[Text shown Boundary: Start]

Special meeting of Polish bishops after the Wielgus affair
Strange alliance between nationalists and former Communists seems to emerge. Bishops and priests want to know what is in their secret service files. Poland’s press is speculating that Mgr Kowalczyk, the papal nuncio, will pay the price for not fully informing the Holy See.

Rome (AsiaNews) – Poland’s Catholic bishops are set to gather for a special meeting to examine the situation created by the resignation of the archbishop of Warsaw. Mgr Stanisław Wielgus is accused of collaborating with the secret services of the old Communist regime. What for many is worrisome is the “political” use of what Holy See Press Office Director Fr. Federico Lombardi calls an “enormous amount of material” that was “produced by officials of an oppressive and blackmailing regime.”

The Church seems to be under attack from a “strange alliance” of nationalists and former Communists which seems bent to weaken the Church’s historic authority without examining what officials and leaders of the former communist regime did.

Allegations about Wielgus’s collaboration with the secret services dating back to the time when he was a young priest still studying appeared in the pages of Gazeta Polska, a weekly magazine considered to be rightwing. But the lack of sources led to a flurry of criticism.

Further documented reports led the government and the Church to set up their own commission of inquiry. They also led single researchers to prod the issue on their own.

Some sources suggest that the Church commission moved only on the immediate eve of the new archbishop’s inauguration.

[Text shown Boundary: End]
[Entries shown Boundary: Start]

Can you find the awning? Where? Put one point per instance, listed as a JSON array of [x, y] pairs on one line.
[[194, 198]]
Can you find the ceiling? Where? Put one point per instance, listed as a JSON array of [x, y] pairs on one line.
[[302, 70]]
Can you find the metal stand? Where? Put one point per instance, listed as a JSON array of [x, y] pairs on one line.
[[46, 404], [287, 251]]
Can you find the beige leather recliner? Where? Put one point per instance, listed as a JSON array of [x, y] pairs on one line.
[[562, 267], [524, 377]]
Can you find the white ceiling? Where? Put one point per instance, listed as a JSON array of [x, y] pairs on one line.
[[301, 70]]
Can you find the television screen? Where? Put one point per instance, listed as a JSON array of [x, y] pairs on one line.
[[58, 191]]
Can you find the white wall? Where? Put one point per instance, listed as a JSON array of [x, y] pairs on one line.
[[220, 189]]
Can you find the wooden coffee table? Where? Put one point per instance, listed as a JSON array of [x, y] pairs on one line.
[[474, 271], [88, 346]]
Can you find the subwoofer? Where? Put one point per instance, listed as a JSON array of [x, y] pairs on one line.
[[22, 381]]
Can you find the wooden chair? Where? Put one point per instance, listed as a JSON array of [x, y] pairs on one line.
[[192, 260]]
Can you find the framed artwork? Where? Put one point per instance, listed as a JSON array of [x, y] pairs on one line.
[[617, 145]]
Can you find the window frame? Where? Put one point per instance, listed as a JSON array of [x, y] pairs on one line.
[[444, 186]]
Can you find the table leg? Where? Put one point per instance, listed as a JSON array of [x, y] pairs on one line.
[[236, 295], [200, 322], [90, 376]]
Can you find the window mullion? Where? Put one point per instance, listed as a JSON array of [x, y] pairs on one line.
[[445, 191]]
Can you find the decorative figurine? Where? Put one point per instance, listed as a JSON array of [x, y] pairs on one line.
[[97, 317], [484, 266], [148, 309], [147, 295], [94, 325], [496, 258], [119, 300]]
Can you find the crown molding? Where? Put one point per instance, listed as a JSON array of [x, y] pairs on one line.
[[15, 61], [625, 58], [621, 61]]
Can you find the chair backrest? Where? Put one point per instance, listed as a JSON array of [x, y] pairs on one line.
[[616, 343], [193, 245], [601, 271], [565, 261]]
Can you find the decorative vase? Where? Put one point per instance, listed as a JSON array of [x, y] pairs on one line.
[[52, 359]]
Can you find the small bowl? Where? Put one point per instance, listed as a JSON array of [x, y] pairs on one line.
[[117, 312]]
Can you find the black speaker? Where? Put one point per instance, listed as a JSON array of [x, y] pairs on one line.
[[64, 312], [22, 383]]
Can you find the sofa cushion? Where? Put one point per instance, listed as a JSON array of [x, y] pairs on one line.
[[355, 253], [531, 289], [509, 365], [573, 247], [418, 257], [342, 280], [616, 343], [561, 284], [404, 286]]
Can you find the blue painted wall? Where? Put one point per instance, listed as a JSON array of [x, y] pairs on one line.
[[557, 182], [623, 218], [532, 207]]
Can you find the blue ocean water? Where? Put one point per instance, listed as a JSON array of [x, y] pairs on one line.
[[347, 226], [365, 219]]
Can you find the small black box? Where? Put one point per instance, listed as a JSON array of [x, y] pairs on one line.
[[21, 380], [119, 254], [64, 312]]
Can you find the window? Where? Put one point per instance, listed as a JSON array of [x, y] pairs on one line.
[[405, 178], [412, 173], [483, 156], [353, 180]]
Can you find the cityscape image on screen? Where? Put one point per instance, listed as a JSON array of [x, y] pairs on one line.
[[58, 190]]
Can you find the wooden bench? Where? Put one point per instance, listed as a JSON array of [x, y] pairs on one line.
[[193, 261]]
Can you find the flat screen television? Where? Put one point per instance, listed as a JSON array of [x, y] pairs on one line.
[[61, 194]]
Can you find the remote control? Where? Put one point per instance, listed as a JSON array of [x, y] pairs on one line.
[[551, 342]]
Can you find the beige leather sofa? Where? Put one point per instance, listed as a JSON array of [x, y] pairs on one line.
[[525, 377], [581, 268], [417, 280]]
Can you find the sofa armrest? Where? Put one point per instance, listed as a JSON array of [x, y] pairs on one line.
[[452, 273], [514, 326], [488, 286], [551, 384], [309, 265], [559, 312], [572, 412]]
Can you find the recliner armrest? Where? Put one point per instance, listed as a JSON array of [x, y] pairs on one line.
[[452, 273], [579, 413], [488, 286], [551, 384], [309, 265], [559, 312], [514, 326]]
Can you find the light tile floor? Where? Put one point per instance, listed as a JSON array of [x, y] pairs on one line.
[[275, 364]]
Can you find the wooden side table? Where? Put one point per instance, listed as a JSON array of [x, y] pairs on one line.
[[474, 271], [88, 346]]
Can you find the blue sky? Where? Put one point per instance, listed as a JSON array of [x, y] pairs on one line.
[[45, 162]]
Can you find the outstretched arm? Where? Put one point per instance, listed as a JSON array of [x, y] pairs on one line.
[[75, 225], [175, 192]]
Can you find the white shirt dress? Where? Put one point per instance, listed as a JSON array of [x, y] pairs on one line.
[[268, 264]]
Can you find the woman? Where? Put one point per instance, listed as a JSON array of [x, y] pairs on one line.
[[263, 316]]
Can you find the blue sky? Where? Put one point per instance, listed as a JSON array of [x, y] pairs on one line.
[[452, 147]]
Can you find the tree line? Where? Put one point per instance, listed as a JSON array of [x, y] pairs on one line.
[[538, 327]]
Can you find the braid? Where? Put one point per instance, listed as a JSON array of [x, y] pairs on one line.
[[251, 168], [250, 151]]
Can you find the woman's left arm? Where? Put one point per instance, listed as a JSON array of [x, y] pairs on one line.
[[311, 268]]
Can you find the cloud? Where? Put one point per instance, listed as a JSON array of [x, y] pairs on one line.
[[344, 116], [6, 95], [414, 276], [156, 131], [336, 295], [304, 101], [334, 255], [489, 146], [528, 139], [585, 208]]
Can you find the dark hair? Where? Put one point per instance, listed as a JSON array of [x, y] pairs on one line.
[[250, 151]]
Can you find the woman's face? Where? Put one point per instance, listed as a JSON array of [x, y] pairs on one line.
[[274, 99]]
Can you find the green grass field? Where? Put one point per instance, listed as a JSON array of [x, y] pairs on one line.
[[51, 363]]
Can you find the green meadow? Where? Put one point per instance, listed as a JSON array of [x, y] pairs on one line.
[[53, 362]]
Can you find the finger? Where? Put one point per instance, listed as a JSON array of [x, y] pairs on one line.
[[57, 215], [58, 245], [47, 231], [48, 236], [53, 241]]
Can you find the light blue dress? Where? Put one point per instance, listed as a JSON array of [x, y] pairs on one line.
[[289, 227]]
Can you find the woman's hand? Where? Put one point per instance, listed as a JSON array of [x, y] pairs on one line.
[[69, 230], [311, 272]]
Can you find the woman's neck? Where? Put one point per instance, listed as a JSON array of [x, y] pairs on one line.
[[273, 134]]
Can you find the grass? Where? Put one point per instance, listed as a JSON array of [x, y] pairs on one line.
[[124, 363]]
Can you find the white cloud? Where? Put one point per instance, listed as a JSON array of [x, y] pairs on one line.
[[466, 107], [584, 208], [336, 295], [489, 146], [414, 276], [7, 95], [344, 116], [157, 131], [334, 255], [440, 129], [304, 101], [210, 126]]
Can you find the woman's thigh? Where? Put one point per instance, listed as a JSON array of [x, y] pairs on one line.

[Entries shown Boundary: End]

Continue the article on the Wielgus affair and the Polish bishops' meeting, picking up after its final sentence.

Today another weekly magazine, Wprost, attacked Mgr Jerzy Dąbrowski, who worked in the secretariats of cardinals Wyszynski and Glemp, and who died in 1991 in a car accident whose circumstances have now raised questions. Between 1963 and 1970, he is said to have reported to the secret services what Polish bishops discussed in their meetings.

What has happened to Mgr Wielgus has led Poland’s press to ask questions about whether the process dubbed the “purification of memory”, which is behind the investigations of collaborators, will accelerate or not.

Opinions vary. According to Fr Józef Kloch, spokesman for the Polish Bishops’ Conference, the Church’s Historical Commission has received requests from bishops and priests for further research into the documents that concern them since the Communist regime had most clergymen under close surveillance.

For the bishop of Lublin, Józef Życiński, everything now will move more quickly. He warned however that the research should not be conducted like China’s Cultural Revolution using documentation as a weapon and without proper respect for people.

More importantly, only a few dioceses have set up their own historical commission and are currently equipped to conduct an investigation.

Many people are concerned that since March 2006, secret police files held at the Institute of National Remembrance, hitherto accessible only to scholars, are now also available to journalists.

The Polish press is also wondering what impact Mgr Stanisław Wielgus’s case will have on Mgr Józef Kowalczyk, the papal nuncio in Poland since 1989.

For many he bears most of the responsibility for involving the Holy See into the affair by failing to disclose all the elements pertaining to the case.

Parallels are now being drawn between the nuncio’s conduct in this affair and his actions during the scandal involving Mgr Juliusz Paetz, the archbishop of Poznan, who was accused of sexual abusing priests and seminarians.

Mgr Paetz was forced to resign in 2002 only after Wanda Półtawska, a psychiatrist, intervened with Pope John Paul II.

She and then Mgr Wojtyła co-authored a book title Love and Responsibility. She was also restored to health in 1962 from a terminal cancer thanks to the intercession by the friar of the stigmata, Padre Pio, intercession which Mgr Wojtyła personally asked for. (FP)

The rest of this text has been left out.